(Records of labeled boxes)
╔══
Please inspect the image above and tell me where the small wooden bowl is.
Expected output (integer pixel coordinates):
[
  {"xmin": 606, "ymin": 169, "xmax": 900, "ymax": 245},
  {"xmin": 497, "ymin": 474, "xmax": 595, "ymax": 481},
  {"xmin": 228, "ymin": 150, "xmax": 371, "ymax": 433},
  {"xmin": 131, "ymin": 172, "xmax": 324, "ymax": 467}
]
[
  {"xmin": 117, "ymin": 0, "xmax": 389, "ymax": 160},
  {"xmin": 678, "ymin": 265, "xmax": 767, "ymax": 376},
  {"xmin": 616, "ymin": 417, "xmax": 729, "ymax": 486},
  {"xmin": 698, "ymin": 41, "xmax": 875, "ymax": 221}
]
╚══
Print the material above line for line, with no changes.

Please inspect the image above and tell me where the small wooden bowl is.
Expected output (integer pixel coordinates):
[
  {"xmin": 606, "ymin": 169, "xmax": 900, "ymax": 245},
  {"xmin": 497, "ymin": 474, "xmax": 595, "ymax": 481},
  {"xmin": 228, "ymin": 150, "xmax": 371, "ymax": 433},
  {"xmin": 131, "ymin": 172, "xmax": 324, "ymax": 467}
]
[
  {"xmin": 117, "ymin": 0, "xmax": 389, "ymax": 160},
  {"xmin": 678, "ymin": 265, "xmax": 767, "ymax": 376},
  {"xmin": 616, "ymin": 417, "xmax": 729, "ymax": 486},
  {"xmin": 698, "ymin": 41, "xmax": 875, "ymax": 221}
]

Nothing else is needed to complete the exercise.